▸ **RECORDS FOR THIS TASK**
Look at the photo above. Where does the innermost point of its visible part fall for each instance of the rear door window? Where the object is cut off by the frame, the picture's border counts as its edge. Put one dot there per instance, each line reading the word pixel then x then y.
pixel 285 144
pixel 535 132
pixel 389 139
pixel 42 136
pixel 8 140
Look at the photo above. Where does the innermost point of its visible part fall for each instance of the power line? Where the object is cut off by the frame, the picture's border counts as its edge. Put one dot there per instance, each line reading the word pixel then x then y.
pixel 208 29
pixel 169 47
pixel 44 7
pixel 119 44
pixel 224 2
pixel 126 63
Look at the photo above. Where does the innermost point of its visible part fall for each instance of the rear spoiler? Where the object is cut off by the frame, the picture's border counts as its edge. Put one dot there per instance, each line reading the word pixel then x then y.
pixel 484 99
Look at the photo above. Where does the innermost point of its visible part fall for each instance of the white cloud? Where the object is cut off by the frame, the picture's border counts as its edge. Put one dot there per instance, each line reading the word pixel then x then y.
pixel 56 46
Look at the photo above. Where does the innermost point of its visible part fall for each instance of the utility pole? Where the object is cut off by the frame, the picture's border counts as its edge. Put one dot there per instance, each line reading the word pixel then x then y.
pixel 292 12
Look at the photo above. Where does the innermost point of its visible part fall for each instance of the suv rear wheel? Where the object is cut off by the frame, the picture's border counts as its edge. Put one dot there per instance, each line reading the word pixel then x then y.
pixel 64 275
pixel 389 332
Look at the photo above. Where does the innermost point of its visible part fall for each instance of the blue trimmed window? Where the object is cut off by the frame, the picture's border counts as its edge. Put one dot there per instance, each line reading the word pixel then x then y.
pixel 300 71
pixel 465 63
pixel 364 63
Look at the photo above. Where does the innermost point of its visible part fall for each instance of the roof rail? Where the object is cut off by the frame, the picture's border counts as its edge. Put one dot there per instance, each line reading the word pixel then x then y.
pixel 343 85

▸ **TASK DIRECTIONS**
Reproduce everything from the line containing "of the utility" down to the line containing "pixel 292 12", both included, scaling each point coordinate in the answers by 0.6 and rounding to whole numbers with halves going up. Leave the request text unchanged, and give only those lines from the records.

▸ **SOLVED EXERCISE**
Look at the photo above. Where does the innermost point of its visible part fall for each instance of the utility pole? Where the object is cut off by the frame, the picture's border counts as its edge. Put one dot there per instance, each line reading the word pixel then x then y.
pixel 175 7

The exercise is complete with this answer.